EXERCISE OBJECTIVE | Quote the records below line for line, without changing a word or number.

DATA RECORDS |
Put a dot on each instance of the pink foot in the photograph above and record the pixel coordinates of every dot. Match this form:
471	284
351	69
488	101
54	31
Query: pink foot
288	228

FINAL RESULT |
Put a dot on each instance of the pink foot in the photograph above and record the pixel coordinates of every dot. Match this form:
471	284
351	69
488	101
54	31
Query: pink foot
288	228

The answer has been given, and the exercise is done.